_SET PROBLEM_: Go through the records and give each one again exactly.
[RECORDS SHOWN start]
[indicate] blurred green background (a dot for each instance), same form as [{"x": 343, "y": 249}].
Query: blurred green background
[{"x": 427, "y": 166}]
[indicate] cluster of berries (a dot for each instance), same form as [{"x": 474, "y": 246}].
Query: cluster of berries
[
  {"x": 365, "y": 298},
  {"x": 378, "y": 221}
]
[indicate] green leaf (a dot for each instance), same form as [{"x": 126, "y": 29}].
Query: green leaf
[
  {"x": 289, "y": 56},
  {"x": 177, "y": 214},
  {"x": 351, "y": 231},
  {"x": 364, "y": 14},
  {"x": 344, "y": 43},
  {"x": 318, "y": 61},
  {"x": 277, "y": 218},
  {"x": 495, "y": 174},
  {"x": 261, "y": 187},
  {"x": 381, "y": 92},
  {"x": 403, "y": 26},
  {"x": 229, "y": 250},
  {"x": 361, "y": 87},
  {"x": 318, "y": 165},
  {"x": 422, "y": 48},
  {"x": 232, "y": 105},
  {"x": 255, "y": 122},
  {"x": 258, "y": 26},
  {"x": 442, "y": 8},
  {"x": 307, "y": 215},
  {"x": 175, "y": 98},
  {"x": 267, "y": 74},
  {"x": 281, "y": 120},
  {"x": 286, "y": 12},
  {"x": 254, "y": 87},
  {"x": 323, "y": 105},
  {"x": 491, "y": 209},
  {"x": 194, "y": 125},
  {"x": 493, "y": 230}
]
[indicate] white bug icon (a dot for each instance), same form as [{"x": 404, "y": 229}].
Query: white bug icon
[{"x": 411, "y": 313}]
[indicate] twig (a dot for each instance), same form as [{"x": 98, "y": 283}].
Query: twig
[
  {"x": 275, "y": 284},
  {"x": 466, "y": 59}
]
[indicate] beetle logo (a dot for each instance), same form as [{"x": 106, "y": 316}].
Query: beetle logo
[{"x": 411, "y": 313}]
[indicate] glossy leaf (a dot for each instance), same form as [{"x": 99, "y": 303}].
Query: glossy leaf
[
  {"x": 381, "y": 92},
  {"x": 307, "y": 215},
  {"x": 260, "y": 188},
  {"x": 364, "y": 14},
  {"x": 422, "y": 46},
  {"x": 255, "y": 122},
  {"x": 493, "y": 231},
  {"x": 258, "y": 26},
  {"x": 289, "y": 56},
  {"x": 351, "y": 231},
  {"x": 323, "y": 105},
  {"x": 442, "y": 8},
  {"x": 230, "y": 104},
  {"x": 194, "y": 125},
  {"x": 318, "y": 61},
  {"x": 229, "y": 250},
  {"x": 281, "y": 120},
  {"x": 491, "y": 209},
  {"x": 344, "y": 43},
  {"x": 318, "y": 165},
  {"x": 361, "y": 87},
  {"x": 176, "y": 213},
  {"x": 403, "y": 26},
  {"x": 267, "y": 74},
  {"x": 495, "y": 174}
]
[RECORDS SHOWN end]
_FINAL ANSWER_:
[indicate] blurred green background (a dot for each instance), same form as [{"x": 343, "y": 249}].
Query: blurred green background
[{"x": 427, "y": 166}]
[indicate] cluster of berries (a dot for each instance), same form as [{"x": 474, "y": 246}].
Query: cluster of berries
[
  {"x": 365, "y": 298},
  {"x": 378, "y": 221}
]
[indicate] green leaf (a dot for each instance), same form as [{"x": 126, "y": 29}].
Query: green leaf
[
  {"x": 289, "y": 56},
  {"x": 177, "y": 214},
  {"x": 351, "y": 231},
  {"x": 364, "y": 14},
  {"x": 344, "y": 43},
  {"x": 318, "y": 61},
  {"x": 277, "y": 218},
  {"x": 495, "y": 174},
  {"x": 261, "y": 187},
  {"x": 381, "y": 92},
  {"x": 403, "y": 26},
  {"x": 229, "y": 250},
  {"x": 361, "y": 87},
  {"x": 318, "y": 165},
  {"x": 422, "y": 48},
  {"x": 232, "y": 105},
  {"x": 255, "y": 122},
  {"x": 258, "y": 26},
  {"x": 442, "y": 8},
  {"x": 307, "y": 215},
  {"x": 175, "y": 98},
  {"x": 267, "y": 74},
  {"x": 281, "y": 120},
  {"x": 286, "y": 12},
  {"x": 254, "y": 87},
  {"x": 323, "y": 105},
  {"x": 491, "y": 209},
  {"x": 194, "y": 125},
  {"x": 493, "y": 230}
]
[indicate] white bug icon (a dot for each instance), same form as [{"x": 404, "y": 229}].
Query: white bug icon
[{"x": 411, "y": 313}]
[indicate] twig (a dot for each instance), same form as [{"x": 98, "y": 283}].
Query: twig
[
  {"x": 275, "y": 284},
  {"x": 466, "y": 59}
]
[indicate] beetle logo (a dot for each instance), same form as [{"x": 106, "y": 316}].
Query: beetle logo
[{"x": 411, "y": 313}]
[indicate] glossy leaf (a dot for each instance), same form as [{"x": 99, "y": 303}].
Query: glossy leaf
[
  {"x": 381, "y": 92},
  {"x": 307, "y": 215},
  {"x": 260, "y": 188},
  {"x": 364, "y": 14},
  {"x": 422, "y": 46},
  {"x": 255, "y": 122},
  {"x": 493, "y": 231},
  {"x": 258, "y": 26},
  {"x": 289, "y": 56},
  {"x": 351, "y": 231},
  {"x": 323, "y": 105},
  {"x": 442, "y": 8},
  {"x": 230, "y": 104},
  {"x": 194, "y": 125},
  {"x": 318, "y": 61},
  {"x": 229, "y": 250},
  {"x": 281, "y": 120},
  {"x": 491, "y": 209},
  {"x": 344, "y": 43},
  {"x": 318, "y": 165},
  {"x": 361, "y": 87},
  {"x": 176, "y": 213},
  {"x": 403, "y": 26},
  {"x": 267, "y": 74},
  {"x": 495, "y": 174}
]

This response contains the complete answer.